-------- GIVEN RECORDS

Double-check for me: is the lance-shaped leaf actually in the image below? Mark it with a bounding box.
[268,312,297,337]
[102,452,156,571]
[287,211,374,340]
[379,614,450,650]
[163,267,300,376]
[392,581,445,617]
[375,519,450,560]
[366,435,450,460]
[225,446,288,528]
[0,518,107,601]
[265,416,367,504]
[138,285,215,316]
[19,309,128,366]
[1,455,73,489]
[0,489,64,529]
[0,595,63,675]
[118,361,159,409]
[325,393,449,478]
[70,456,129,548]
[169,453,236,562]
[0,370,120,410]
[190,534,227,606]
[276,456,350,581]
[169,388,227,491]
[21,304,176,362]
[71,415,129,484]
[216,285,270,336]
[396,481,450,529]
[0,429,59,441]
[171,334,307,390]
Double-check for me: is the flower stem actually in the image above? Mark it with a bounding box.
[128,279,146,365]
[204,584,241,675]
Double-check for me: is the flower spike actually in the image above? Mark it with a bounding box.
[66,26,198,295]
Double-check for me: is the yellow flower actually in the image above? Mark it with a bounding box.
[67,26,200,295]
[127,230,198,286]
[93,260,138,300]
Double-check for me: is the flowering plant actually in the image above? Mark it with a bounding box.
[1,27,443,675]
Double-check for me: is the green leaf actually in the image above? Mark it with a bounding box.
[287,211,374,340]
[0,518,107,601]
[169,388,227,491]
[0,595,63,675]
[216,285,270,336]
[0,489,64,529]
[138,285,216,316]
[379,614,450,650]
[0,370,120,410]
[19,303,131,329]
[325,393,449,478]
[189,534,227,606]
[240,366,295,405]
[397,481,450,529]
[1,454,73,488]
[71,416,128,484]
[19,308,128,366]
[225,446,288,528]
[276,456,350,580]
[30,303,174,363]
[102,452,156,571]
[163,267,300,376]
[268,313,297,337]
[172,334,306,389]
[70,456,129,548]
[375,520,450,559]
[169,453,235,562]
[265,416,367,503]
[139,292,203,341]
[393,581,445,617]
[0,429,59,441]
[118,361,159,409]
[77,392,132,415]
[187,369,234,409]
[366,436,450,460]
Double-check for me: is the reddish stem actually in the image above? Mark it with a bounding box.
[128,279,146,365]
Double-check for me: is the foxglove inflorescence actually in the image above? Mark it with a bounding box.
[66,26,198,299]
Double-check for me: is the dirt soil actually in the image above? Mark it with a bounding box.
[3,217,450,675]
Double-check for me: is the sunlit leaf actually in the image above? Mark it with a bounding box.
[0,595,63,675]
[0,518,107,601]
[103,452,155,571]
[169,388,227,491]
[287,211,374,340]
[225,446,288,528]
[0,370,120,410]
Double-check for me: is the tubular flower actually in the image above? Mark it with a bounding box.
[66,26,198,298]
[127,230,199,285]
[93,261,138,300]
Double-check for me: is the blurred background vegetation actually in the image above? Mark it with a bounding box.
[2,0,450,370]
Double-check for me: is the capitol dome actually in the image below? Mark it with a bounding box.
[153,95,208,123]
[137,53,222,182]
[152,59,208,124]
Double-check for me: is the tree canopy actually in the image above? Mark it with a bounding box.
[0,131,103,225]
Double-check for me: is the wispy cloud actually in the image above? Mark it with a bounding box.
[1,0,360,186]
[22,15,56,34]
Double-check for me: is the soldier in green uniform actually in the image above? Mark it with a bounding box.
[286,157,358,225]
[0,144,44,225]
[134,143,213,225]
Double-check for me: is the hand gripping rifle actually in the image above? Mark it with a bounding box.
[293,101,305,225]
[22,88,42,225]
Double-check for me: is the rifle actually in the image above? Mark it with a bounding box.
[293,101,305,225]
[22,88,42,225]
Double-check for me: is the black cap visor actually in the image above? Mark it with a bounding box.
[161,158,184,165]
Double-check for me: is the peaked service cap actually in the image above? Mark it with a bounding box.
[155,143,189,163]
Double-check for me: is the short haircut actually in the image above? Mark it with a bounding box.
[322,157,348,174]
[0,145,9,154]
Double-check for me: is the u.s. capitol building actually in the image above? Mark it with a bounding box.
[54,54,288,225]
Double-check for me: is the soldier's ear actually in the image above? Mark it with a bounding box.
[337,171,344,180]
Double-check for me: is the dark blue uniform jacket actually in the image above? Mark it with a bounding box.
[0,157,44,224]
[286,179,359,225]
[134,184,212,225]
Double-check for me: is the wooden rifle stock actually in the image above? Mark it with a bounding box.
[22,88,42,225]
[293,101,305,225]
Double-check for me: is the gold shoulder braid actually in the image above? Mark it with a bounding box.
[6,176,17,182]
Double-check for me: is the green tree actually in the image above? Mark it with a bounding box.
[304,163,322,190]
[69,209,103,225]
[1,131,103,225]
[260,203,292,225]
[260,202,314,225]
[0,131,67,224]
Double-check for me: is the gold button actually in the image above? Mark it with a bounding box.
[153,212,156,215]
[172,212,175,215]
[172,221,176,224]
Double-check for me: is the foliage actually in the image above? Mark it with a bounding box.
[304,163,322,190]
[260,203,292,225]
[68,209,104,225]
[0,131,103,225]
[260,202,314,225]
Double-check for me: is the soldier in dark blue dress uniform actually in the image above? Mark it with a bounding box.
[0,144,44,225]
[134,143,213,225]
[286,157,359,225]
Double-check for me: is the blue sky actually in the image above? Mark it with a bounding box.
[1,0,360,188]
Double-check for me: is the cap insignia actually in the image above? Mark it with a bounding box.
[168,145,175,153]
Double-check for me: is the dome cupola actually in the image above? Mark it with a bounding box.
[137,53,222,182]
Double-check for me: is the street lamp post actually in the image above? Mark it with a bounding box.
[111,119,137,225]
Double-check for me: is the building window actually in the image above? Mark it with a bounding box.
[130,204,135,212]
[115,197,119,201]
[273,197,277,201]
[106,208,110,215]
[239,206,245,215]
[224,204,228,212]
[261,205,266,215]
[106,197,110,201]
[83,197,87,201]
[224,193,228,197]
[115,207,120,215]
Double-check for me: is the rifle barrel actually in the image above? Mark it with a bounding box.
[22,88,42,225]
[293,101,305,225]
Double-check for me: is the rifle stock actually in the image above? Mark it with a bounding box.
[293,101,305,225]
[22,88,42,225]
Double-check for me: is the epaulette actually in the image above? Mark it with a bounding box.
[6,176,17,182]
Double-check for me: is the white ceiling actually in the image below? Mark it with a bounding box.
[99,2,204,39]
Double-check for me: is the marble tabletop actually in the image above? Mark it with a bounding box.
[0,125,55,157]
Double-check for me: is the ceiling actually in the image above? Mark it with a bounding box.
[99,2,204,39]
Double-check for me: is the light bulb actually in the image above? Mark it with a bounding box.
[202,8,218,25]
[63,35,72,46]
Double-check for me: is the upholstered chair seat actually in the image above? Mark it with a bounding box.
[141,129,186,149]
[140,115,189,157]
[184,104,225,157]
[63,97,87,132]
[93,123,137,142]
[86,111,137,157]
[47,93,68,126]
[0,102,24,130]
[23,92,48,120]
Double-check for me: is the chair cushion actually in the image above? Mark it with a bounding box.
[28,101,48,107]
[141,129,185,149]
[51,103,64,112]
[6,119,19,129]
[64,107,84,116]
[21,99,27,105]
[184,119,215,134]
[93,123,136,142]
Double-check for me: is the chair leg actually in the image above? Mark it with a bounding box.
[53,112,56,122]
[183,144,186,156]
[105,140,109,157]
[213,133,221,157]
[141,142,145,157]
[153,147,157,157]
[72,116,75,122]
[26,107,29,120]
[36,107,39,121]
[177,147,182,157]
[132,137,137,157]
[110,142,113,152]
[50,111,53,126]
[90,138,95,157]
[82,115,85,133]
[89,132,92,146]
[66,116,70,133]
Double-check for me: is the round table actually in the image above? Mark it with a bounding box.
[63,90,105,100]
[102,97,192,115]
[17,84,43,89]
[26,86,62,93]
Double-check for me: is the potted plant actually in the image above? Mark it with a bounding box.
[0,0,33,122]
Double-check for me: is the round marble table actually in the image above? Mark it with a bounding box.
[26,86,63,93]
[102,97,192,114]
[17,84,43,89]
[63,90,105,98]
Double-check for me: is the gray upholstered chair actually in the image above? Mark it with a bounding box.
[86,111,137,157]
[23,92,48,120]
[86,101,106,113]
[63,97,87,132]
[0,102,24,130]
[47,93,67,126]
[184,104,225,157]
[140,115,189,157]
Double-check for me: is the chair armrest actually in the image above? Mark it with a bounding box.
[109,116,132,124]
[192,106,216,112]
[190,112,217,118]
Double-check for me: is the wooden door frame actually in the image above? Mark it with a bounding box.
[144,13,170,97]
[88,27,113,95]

----------------
-------- GIVEN RECORDS

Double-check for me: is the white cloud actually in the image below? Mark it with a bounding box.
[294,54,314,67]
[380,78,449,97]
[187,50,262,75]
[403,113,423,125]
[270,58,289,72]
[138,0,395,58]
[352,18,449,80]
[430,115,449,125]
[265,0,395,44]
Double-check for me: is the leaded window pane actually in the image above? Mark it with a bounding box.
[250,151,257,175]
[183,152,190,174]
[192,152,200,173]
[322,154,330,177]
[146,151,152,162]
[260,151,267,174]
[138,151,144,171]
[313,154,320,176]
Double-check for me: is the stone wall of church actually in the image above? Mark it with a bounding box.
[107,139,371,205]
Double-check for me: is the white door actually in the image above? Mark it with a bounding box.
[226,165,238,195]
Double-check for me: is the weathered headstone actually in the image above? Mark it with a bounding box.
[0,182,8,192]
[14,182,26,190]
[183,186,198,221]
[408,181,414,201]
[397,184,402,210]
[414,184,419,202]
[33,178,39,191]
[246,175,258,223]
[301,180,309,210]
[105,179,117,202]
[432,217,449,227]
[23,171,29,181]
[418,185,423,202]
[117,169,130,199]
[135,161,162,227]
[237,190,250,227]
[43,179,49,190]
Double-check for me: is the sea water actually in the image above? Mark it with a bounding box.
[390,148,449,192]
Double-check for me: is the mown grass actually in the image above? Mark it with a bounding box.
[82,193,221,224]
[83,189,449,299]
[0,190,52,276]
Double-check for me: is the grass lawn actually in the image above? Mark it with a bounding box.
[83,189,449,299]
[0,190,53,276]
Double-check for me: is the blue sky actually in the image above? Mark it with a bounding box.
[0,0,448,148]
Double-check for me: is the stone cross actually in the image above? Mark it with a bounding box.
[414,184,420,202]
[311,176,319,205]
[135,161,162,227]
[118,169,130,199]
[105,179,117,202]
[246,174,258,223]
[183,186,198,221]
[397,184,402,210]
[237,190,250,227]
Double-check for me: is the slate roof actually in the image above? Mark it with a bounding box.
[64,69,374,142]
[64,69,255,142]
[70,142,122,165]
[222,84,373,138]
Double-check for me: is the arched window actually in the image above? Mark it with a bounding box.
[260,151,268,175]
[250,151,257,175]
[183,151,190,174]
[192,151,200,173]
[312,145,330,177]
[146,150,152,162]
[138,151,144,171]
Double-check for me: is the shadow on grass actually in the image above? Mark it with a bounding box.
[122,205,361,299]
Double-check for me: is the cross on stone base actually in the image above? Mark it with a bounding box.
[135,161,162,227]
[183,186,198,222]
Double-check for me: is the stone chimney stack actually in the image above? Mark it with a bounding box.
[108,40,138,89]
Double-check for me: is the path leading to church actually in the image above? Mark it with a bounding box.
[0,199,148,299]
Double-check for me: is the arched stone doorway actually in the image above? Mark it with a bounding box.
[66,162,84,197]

----------------
-------- GIVEN RECORDS

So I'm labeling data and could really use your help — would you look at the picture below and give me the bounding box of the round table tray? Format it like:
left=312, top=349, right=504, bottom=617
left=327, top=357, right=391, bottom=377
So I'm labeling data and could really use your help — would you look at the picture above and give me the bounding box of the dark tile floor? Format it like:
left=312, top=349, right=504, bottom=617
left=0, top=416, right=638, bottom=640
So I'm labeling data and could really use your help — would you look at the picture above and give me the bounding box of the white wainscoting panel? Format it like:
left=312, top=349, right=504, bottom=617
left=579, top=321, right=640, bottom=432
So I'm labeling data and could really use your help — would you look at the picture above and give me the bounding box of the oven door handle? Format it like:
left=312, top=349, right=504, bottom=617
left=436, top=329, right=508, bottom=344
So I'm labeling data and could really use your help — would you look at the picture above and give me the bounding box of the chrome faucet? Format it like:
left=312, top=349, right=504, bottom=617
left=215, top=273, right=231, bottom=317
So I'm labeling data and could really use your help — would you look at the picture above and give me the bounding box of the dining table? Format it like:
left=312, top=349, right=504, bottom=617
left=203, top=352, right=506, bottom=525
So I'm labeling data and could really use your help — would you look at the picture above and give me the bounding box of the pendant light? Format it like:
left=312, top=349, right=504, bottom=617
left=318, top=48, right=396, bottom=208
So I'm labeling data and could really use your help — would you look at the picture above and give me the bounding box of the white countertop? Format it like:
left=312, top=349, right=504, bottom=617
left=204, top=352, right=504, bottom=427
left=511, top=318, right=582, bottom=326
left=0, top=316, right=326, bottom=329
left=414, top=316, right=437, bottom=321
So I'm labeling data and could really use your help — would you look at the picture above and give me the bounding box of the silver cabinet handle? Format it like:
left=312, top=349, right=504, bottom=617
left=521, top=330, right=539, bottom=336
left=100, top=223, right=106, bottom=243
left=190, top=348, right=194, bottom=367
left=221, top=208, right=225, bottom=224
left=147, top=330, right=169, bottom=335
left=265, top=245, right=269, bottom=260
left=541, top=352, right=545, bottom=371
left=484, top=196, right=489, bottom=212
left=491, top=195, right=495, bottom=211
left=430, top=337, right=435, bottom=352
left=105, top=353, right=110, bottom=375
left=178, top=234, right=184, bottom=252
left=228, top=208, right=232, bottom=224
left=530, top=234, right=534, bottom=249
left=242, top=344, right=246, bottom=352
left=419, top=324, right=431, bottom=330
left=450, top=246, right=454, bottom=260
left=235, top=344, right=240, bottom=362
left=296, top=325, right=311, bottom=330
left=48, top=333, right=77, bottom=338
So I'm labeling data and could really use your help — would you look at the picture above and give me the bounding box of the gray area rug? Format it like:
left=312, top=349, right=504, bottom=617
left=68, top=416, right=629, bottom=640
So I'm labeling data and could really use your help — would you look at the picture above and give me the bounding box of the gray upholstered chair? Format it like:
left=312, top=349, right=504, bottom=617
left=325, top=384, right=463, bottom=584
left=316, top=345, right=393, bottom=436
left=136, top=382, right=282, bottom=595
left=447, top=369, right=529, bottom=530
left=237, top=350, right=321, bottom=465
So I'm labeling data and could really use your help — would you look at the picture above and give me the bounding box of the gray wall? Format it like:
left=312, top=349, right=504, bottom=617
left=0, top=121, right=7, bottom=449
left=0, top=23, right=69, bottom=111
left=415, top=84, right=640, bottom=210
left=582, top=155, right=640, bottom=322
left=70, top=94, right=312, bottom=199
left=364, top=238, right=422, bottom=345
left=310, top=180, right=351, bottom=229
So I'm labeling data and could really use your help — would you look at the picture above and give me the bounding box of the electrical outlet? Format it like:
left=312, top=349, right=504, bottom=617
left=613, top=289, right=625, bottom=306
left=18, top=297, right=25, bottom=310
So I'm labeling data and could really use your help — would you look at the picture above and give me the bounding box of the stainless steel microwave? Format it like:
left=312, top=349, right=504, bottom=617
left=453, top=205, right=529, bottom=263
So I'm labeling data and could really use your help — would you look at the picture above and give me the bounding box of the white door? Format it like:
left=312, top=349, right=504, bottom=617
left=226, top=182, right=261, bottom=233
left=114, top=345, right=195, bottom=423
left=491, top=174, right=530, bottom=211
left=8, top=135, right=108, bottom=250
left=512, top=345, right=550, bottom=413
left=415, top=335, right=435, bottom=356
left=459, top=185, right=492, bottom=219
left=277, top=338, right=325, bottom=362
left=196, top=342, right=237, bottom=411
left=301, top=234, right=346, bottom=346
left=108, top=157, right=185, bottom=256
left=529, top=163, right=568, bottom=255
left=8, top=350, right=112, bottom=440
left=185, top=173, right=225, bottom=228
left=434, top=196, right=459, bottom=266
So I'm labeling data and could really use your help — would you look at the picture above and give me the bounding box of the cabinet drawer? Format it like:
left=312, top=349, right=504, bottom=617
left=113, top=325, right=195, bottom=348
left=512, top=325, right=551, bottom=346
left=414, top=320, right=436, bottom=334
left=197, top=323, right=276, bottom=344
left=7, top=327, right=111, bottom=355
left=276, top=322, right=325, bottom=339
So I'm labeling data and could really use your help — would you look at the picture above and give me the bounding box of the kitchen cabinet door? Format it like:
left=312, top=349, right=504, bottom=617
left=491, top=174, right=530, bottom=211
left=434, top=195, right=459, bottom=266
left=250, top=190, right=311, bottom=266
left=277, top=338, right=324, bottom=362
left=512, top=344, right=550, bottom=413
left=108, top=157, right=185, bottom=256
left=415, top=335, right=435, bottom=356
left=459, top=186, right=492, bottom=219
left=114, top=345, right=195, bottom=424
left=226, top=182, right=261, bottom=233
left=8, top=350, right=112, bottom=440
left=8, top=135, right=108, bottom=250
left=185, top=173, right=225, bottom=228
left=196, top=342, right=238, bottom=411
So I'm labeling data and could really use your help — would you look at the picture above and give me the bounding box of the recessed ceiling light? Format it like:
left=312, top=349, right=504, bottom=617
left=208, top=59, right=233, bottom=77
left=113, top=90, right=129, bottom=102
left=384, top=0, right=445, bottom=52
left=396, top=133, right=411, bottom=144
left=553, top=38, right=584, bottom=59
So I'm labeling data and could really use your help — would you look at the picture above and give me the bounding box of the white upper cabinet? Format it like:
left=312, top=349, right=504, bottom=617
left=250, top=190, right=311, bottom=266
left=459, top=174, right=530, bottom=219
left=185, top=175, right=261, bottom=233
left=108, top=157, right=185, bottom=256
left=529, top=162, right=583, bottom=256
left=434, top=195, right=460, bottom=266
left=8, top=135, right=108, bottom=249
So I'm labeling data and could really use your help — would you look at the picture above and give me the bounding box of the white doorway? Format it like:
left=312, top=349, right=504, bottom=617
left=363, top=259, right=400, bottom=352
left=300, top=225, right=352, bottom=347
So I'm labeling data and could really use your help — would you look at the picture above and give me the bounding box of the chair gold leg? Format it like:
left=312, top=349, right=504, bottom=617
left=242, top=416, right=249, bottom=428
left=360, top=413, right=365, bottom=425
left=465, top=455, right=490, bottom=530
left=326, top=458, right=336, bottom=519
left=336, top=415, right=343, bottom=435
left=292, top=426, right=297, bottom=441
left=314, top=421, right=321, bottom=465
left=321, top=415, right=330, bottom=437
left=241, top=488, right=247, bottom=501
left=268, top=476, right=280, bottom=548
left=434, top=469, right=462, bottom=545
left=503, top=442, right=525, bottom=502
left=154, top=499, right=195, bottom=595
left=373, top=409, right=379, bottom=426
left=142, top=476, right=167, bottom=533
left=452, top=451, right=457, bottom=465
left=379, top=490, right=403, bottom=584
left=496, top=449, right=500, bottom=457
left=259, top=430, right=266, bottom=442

----------------

§ **EXERCISE OBJECTIVE**
In the entries above, find every line holding the word "handle" and copy it out.

§ **SOLUTION TO THE PROBLEM**
So I'm labeling data and could really use your help — would you look at the picture above and give me the bounding box of the oven door handle? Format it like:
So I'm labeling data and could really use your help — would you look at the picture above and give me the bounding box of the silver cabinet handle? Format it like:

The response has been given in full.